Il faut donc se poser la question de savoir si le dispositif mis en place par le gouvernement français aurait efficacement protégé la population si le virus H1N1 avait eu la dangerosité annoncée et s'il avait, par exemple, effectivement été associé à une mortalité d'au moins 10 % des personnes atteintes.

Si l'on en juge par ce qui a été réalisé au cours de l'automne-hiver 2009-2010, la réponse est évidemment, et sans polémique, négative.

En effet, à la fin du pic pandémique, un peu plus de cinq millions de personnes avaient été vaccinées, soit 8 à 10 % de l'objectif que traduisait le fameux achat de 94 millions de doses correspondant à 47 millions de vaccinations. Certains experts répondent à cela en affirmant que le seuil de 30 % de la population immunisée - seuil présenté à tort comme une fin en soi - a été atteint, car 20 % de la population ont été immunisés par comptage. Cet argument n'est pas recevable. Il équivaut en effet à reconnaître que 20 % de la population ont été atteints par le virus malgré la campagne de vaccination, soit 12 millions de personnes. Si 10 % de ces 12 millions de personnes avaient développé une forme clinique, et si 10 % d'entre elles étaient décédées, cela aurait représenté 120 000 morts. Ce qui est présenté comme un argument rassurant est donc en fait extrêmement préoccupant.

Une question se pose, à laquelle la commission d'enquête pourra peut-être apporter une réponse : ou bien le Gouvernement a su très tôt que le virus n'aurait pas la dangerosité redoutée et il n'a pas fait fonctionner le dispositif à plein, tout en maintenant une pression dramatique, ou bien le dispositif était incapable de fonctionner beaucoup mieux. Cette dernière hypothèse est réellement inquiétante a posteriori, surtout pour l'avenir.

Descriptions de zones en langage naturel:

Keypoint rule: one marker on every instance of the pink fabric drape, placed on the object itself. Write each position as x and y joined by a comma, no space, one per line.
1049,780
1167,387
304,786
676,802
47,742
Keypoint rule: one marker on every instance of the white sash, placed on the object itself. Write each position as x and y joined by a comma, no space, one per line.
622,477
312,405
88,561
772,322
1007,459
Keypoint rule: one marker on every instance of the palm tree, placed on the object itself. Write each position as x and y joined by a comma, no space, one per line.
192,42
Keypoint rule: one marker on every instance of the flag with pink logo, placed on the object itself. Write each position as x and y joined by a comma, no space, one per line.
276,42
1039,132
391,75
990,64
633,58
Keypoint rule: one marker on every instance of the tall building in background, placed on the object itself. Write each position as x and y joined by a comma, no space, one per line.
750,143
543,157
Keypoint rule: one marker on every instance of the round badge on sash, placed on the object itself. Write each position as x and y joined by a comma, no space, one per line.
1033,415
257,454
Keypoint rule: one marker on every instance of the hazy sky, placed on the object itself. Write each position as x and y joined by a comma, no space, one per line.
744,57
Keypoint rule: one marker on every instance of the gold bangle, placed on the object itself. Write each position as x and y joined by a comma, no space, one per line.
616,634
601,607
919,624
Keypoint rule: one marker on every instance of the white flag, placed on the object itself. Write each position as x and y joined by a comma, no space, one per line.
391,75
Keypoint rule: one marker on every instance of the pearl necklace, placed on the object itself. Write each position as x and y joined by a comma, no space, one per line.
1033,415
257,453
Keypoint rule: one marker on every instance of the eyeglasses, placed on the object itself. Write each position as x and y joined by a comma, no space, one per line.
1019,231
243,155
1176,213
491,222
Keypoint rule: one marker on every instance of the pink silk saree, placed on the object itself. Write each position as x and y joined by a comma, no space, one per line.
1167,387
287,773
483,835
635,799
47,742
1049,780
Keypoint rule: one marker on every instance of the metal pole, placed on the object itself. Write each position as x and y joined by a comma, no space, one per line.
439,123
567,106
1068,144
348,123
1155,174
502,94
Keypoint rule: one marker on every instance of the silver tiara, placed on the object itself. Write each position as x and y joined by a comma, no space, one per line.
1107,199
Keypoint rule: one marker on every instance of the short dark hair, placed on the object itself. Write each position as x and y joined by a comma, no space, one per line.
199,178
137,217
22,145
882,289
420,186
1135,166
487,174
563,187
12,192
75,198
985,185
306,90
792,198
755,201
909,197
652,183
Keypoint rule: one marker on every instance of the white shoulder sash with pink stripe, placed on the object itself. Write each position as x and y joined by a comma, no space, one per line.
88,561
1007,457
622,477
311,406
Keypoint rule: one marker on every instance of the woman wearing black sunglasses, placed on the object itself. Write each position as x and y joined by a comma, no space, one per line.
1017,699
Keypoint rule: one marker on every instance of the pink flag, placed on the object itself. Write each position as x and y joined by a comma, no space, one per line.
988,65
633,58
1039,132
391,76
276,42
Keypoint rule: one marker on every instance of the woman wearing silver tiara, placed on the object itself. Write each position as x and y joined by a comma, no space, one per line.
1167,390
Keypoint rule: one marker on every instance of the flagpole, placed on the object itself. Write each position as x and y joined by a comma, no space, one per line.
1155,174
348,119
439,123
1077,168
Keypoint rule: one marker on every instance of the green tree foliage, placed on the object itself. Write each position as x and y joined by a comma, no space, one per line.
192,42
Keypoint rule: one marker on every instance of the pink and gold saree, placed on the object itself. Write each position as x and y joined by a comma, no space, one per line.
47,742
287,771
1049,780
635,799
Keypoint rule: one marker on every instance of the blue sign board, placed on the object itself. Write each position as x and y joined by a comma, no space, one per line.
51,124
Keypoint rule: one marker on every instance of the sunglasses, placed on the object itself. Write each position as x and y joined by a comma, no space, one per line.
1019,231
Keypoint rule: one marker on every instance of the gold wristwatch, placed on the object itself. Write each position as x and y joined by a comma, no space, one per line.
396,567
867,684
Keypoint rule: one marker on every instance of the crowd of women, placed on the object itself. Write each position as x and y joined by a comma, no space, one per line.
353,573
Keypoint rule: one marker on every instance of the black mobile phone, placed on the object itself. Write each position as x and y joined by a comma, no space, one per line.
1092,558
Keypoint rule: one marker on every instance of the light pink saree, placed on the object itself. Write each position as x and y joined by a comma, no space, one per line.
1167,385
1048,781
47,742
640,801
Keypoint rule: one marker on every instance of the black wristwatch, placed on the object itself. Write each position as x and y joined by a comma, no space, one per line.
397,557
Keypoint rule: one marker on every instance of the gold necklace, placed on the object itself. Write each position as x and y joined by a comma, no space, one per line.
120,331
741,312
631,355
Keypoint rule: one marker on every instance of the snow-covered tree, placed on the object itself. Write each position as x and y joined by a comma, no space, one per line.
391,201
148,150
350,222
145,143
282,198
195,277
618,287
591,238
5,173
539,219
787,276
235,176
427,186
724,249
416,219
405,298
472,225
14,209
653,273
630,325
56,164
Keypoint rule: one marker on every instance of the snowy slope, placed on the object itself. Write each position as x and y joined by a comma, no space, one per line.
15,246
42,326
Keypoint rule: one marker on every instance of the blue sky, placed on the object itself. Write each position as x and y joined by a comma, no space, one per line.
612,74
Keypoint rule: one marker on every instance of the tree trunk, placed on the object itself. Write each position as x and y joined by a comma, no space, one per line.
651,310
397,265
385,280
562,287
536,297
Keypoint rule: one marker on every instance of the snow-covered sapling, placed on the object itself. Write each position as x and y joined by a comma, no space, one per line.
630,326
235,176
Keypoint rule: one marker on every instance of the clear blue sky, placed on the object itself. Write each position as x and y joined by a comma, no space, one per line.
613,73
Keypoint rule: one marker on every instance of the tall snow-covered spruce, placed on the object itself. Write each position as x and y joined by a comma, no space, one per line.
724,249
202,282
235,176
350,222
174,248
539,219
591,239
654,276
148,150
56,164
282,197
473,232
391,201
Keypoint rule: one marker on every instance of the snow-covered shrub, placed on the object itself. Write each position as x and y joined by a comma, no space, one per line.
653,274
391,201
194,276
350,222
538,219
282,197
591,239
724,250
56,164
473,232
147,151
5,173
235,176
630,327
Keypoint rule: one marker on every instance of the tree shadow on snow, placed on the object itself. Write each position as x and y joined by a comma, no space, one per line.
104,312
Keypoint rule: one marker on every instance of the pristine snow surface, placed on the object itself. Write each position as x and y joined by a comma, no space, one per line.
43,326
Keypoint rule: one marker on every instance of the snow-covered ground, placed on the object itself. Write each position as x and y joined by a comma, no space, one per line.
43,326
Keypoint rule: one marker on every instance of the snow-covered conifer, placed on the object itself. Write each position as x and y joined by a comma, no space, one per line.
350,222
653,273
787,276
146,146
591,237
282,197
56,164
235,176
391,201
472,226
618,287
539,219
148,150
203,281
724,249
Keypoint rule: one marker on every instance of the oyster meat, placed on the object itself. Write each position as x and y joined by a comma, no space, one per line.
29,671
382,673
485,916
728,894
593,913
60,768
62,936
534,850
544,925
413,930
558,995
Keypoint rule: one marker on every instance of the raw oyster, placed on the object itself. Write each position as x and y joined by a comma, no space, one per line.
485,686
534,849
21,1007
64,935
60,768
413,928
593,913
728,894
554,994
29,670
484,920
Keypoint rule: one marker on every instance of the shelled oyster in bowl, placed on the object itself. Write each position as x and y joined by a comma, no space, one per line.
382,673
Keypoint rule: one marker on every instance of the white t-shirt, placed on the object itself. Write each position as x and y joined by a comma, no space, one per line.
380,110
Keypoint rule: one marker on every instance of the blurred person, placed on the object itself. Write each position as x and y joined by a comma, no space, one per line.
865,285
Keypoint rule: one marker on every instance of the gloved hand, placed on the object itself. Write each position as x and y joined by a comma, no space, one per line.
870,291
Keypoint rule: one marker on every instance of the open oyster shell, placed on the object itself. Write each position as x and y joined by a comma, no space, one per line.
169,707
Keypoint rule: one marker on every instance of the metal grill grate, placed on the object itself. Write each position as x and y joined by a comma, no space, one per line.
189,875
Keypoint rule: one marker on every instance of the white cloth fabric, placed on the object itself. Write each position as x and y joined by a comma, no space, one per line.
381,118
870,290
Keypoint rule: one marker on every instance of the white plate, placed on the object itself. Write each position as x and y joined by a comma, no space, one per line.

» Consigne:
Réécrivez le texte sur la campagne de vaccination contre le H1N1, de « Une question se » à « surtout pour l'avenir. », en remplaçant « commission d'enquête » par « mission d'information ».

» Réponse attendue:
Une question se pose, à laquelle la mission d'information pourra peut-être apporter une réponse : ou bien le Gouvernement a su très tôt que le virus n'aurait pas la dangerosité redoutée et il n'a pas fait fonctionner le dispositif à plein, tout en maintenant une pression dramatique, ou bien le dispositif était incapable de fonctionner beaucoup mieux. Cette dernière hypothèse est réellement inquiétante a posteriori, surtout pour l'avenir.